▶ [Testo fornito]:
"Io, sopravvissuta all'aborto" L'ex bimba di Dio arriva in Italia

"Io, sopravvissuta all'aborto" L'ex bimba di Dio arriva in Italia

Los Angeles, 7 aprile 1977. Una diciassettenne del Tennessee entra in una clinica della città dove è attivo il Planned Parenthood, il più grande ente abortista del mondo, un ente non-profit, come sottolinea nel suo sito americano. È al settimo mese e mezzo di gravidanza, neanche il premaman riesce a nascondere la pancia: vuole abortire. Che problema c'è? Nessuno, e infatti la fanno infilare in un letto in una stanza insieme ad altre ragazze, anche loro incinte e in attesa dell'aborto salino tardivo o se già fatto - di partorire un figlio morto, ustionato, cieco, corroso dentro, perché l'aborto salino consiste in una particolare soluzione salina che viene iniettata nella pancia della mamma e direttamente nel bambino il quale, appunto, nel giro di 24 ore nasce morto, ustionato, cieco, corroso.

Le viene praticato l'aborto salino, ma dopo diciotto ore passate a combattere la bambina nasce viva. Il medico abortista che deve dichiararne la morte non è di turno: una fortuna, perché fino al 2002 quando è stata approvata la legge «Born Alive Infants Protection Act» voluta dal presidente Bush - negli Stati Uniti era prassi che i bambini abortiti vivi, cioè sopravvissuti a un aborto, venissero soffocati, strangolati o semplicemente lasciati morire in un angolo e buttati via. Per dovere di cronaca: l'aborto salino è stato inventato dal medico romeno Eugen Abuel negli anni '30, l'ha definito «un aborto di successo».

La bambina nasce viva, novecento grammi, gravissima, un'infermiera chiama un'ambulanza e la porta in ospedale: secondo i medici non sopravvivrà. Un anno dopo, sempre secondo i medici, non sarà mai in grado neppure di tenere la testa dritta. Ore e ore di fisioterapia con la mamma adottiva e a tre anni e mezzo con l'aiuto di un girello e rinforzi alle braccia riesce a camminare anche se con difficoltà. Oggi Gianna Jessen continua a camminare con qualche difficoltà ma senza aiuti, ha studiato, ha una famiglia, ha scritto un'autobiografia da cui è stato tratto il film «October baby» uscito da noi in Dvd in inglese sottotitolato in italiano: è in arrivo per un giro di conferenze (la prima stasera a Como all'auditorium del collegio Gallio, quindi Torino, Verona, Trento, Modena, Loreto).

Dati estratti da una raccolta:
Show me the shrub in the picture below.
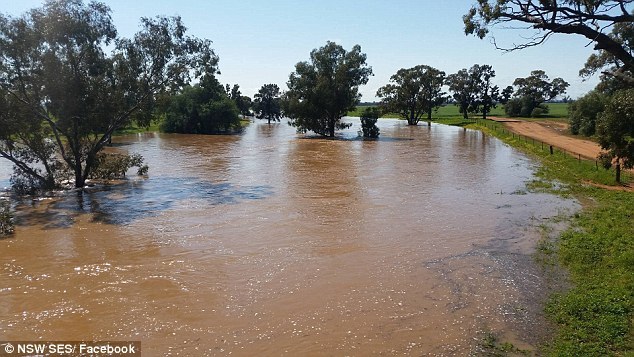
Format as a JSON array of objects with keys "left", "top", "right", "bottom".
[
  {"left": 359, "top": 107, "right": 381, "bottom": 138},
  {"left": 0, "top": 199, "right": 13, "bottom": 237},
  {"left": 568, "top": 90, "right": 609, "bottom": 136}
]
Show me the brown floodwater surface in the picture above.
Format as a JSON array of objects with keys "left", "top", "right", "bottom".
[{"left": 0, "top": 118, "right": 576, "bottom": 356}]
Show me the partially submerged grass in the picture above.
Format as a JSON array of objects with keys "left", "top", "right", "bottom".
[
  {"left": 478, "top": 332, "right": 531, "bottom": 357},
  {"left": 464, "top": 119, "right": 634, "bottom": 356},
  {"left": 0, "top": 198, "right": 14, "bottom": 238}
]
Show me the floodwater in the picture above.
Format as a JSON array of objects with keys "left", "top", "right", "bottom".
[{"left": 0, "top": 119, "right": 575, "bottom": 356}]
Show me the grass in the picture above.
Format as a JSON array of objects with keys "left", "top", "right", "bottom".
[
  {"left": 0, "top": 198, "right": 14, "bottom": 237},
  {"left": 464, "top": 121, "right": 634, "bottom": 356},
  {"left": 348, "top": 103, "right": 568, "bottom": 121},
  {"left": 113, "top": 121, "right": 160, "bottom": 136}
]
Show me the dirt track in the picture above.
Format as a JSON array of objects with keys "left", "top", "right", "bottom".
[
  {"left": 489, "top": 117, "right": 634, "bottom": 192},
  {"left": 489, "top": 117, "right": 601, "bottom": 160}
]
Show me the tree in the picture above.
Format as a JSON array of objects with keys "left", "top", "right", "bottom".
[
  {"left": 463, "top": 0, "right": 634, "bottom": 84},
  {"left": 161, "top": 74, "right": 241, "bottom": 134},
  {"left": 568, "top": 89, "right": 610, "bottom": 136},
  {"left": 359, "top": 107, "right": 381, "bottom": 138},
  {"left": 253, "top": 84, "right": 282, "bottom": 124},
  {"left": 504, "top": 70, "right": 569, "bottom": 117},
  {"left": 225, "top": 84, "right": 253, "bottom": 116},
  {"left": 447, "top": 68, "right": 477, "bottom": 119},
  {"left": 376, "top": 65, "right": 447, "bottom": 125},
  {"left": 283, "top": 41, "right": 372, "bottom": 137},
  {"left": 471, "top": 64, "right": 500, "bottom": 119},
  {"left": 0, "top": 0, "right": 218, "bottom": 188},
  {"left": 447, "top": 64, "right": 500, "bottom": 119},
  {"left": 597, "top": 89, "right": 634, "bottom": 182}
]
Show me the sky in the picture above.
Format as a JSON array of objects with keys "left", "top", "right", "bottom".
[{"left": 0, "top": 0, "right": 598, "bottom": 101}]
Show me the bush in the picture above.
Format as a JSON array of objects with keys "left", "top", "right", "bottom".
[
  {"left": 0, "top": 199, "right": 13, "bottom": 237},
  {"left": 161, "top": 76, "right": 242, "bottom": 134},
  {"left": 504, "top": 96, "right": 549, "bottom": 118},
  {"left": 568, "top": 90, "right": 609, "bottom": 136},
  {"left": 91, "top": 153, "right": 149, "bottom": 180},
  {"left": 359, "top": 107, "right": 381, "bottom": 138}
]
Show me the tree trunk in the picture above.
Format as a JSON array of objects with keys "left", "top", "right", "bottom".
[
  {"left": 75, "top": 163, "right": 86, "bottom": 188},
  {"left": 73, "top": 153, "right": 86, "bottom": 188}
]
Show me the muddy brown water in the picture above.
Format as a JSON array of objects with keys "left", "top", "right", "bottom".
[{"left": 0, "top": 119, "right": 575, "bottom": 356}]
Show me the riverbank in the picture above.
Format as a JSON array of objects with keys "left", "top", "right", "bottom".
[{"left": 467, "top": 121, "right": 634, "bottom": 356}]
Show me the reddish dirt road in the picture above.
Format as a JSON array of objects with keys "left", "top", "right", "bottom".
[
  {"left": 490, "top": 117, "right": 601, "bottom": 160},
  {"left": 489, "top": 117, "right": 634, "bottom": 192}
]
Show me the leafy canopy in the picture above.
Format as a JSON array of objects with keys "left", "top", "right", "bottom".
[
  {"left": 376, "top": 65, "right": 447, "bottom": 125},
  {"left": 283, "top": 41, "right": 372, "bottom": 137},
  {"left": 254, "top": 84, "right": 282, "bottom": 124},
  {"left": 0, "top": 0, "right": 218, "bottom": 188},
  {"left": 504, "top": 70, "right": 569, "bottom": 117},
  {"left": 597, "top": 89, "right": 634, "bottom": 182},
  {"left": 463, "top": 0, "right": 634, "bottom": 83}
]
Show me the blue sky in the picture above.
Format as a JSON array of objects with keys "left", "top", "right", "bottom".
[{"left": 0, "top": 0, "right": 598, "bottom": 101}]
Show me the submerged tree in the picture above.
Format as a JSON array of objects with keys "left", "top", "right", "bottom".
[
  {"left": 253, "top": 84, "right": 282, "bottom": 124},
  {"left": 359, "top": 107, "right": 381, "bottom": 138},
  {"left": 447, "top": 68, "right": 478, "bottom": 119},
  {"left": 226, "top": 84, "right": 253, "bottom": 117},
  {"left": 376, "top": 65, "right": 447, "bottom": 125},
  {"left": 0, "top": 0, "right": 218, "bottom": 188},
  {"left": 283, "top": 41, "right": 372, "bottom": 137},
  {"left": 161, "top": 74, "right": 241, "bottom": 134}
]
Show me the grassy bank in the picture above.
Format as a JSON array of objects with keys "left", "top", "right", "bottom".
[
  {"left": 348, "top": 103, "right": 568, "bottom": 121},
  {"left": 462, "top": 121, "right": 634, "bottom": 356}
]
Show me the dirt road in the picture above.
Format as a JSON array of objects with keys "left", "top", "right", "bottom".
[{"left": 489, "top": 117, "right": 601, "bottom": 160}]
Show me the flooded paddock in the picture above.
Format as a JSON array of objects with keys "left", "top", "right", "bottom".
[{"left": 0, "top": 119, "right": 575, "bottom": 356}]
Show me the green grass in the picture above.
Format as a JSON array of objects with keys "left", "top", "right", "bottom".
[
  {"left": 113, "top": 121, "right": 160, "bottom": 136},
  {"left": 462, "top": 121, "right": 634, "bottom": 356},
  {"left": 348, "top": 103, "right": 568, "bottom": 121}
]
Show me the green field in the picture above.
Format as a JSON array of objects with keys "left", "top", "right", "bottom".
[
  {"left": 462, "top": 121, "right": 634, "bottom": 356},
  {"left": 348, "top": 103, "right": 568, "bottom": 121}
]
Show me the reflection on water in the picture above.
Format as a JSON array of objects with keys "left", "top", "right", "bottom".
[{"left": 0, "top": 119, "right": 575, "bottom": 355}]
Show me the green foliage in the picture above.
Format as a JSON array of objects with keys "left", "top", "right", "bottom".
[
  {"left": 0, "top": 199, "right": 14, "bottom": 237},
  {"left": 227, "top": 84, "right": 253, "bottom": 116},
  {"left": 253, "top": 84, "right": 282, "bottom": 124},
  {"left": 90, "top": 153, "right": 149, "bottom": 180},
  {"left": 547, "top": 191, "right": 634, "bottom": 356},
  {"left": 504, "top": 70, "right": 569, "bottom": 118},
  {"left": 359, "top": 107, "right": 381, "bottom": 138},
  {"left": 161, "top": 74, "right": 241, "bottom": 134},
  {"left": 463, "top": 0, "right": 634, "bottom": 84},
  {"left": 0, "top": 0, "right": 218, "bottom": 188},
  {"left": 282, "top": 41, "right": 372, "bottom": 137},
  {"left": 464, "top": 119, "right": 634, "bottom": 356},
  {"left": 376, "top": 65, "right": 447, "bottom": 125},
  {"left": 447, "top": 64, "right": 501, "bottom": 119},
  {"left": 568, "top": 90, "right": 609, "bottom": 136},
  {"left": 597, "top": 89, "right": 634, "bottom": 182}
]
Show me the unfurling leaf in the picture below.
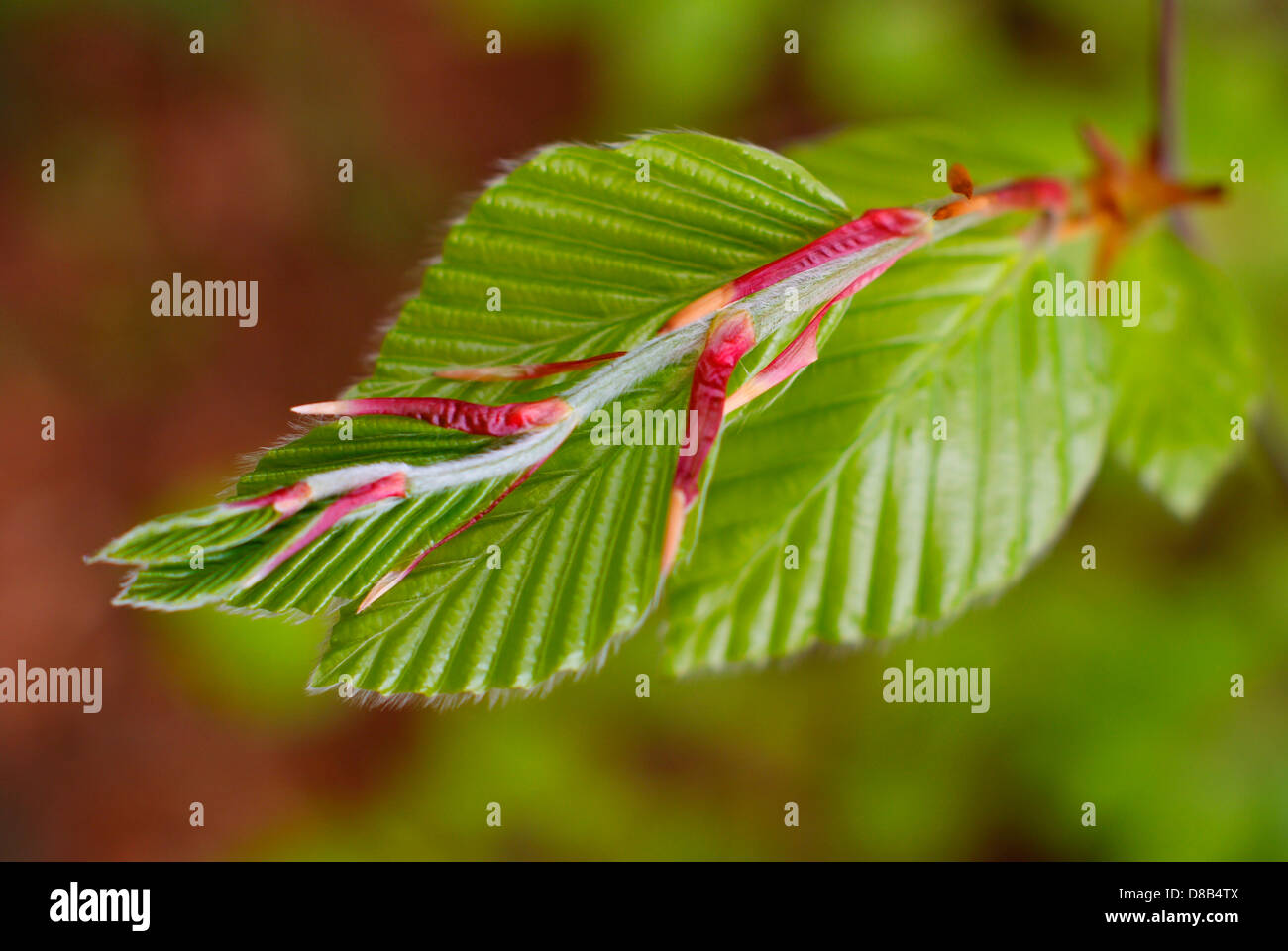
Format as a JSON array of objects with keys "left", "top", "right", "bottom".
[{"left": 97, "top": 130, "right": 1246, "bottom": 698}]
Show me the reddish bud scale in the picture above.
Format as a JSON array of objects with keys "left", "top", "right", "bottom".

▶ [Cosa fare]:
(a) Rispondi a queste domande sull'articolo che parla di Gianna Jessen:
(i) Quanto pesava la bambina quando è nata?
(ii) Chi ha inventato l'aborto salino?
(iii) In quale città si tiene la prima conferenza?
(b) Per ciascuna affermazione indica se è d'accordo con l'articolo su Gianna Jessen:
(i) La ragazza era al sesto mese di gravidanza.
(ii) A tre anni e mezzo la bambina riusciva a camminare con un girello.
(iii) La legge «Born Alive Infants Protection Act» è stata approvata nel 2002.
(c) Riprendi l'articolo su Gianna Jessen dal punto in cui si ferma.
Per svolgere gli esercizi il materiale non serve.

▶ [Esercizi svolti]:
(a)
(i) Novecento grammi.
(ii) Il medico romeno Eugen Abuel, negli anni '30.
(iii) A Como, all'auditorium del collegio Gallio.

(b)
(i) No: "È al settimo mese e mezzo di gravidanza".
(ii) Sì: "a tre anni e mezzo con l'aiuto di un girello e rinforzi alle braccia riesce a camminare anche se con difficoltà".
(iii) Sì: "fino al 2002 quando è stata approvata la legge «Born Alive Infants Protection Act»".

(c)
In Italia chi conosce Gianna Jessen? Solo una piccola parte del mondo cattolico. Wikipedia italiana le dedica dieci righe in cui (come fa sempre) si dimentica di scrivere quello che non le fa comodo e cioè che Gianna è naturalmente contro l'aborto, ce l'ha con le femministe e contro il diritto delle madri di abortire senza pensare al diritto di chi vorrebbe nascere, crede in Gesù e si considera «La bambina di Dio»: una politically scorrect. Ovvio che i grandi poli editoriali non pubblichino in italiano il suo libro «Aborted and lived to tell about» , ma le case editrici cattoliche?

Gira il mondo a testimoniare, negli Stati Uniti ha parlato anche davanti al Congresso: «Se l'aborto è una questione di diritto, dov'erano i miei? La mia missione è quella di portare un po' di umanità in un dibattito che è diventato una semplice questione».

Ha incontrato la madre biologica e l'ha perdonata, perché «mi hanno odiata fin dal concepimento, ma sono stata amata da molte più persone e da Dio». Ha fatto ricerche sull'uomo che ha praticato l'aborto su di lei: «Le sue cliniche sono la più grande catena di cliniche per abortire degli Stati Uniti e fatturano 70 milioni di dollari l'anno. Ha dichiarato di aver praticato un milione di aborti e che praticare aborti era la sua passione». Gianna ha incontrato altri sopravvissuti all'aborto ed erano «tutti grati per la vita.

Io parlo per conto di tutti i bambini che sono morti e per quelli che saranno condannati a morte. Non mi considero un sottoprodotto del concepimento, un pezzo di tessuto o un altro dei titoli dati a un bambino nell'utero. Non penso che nessuna persona concepita sia una di quelle cose».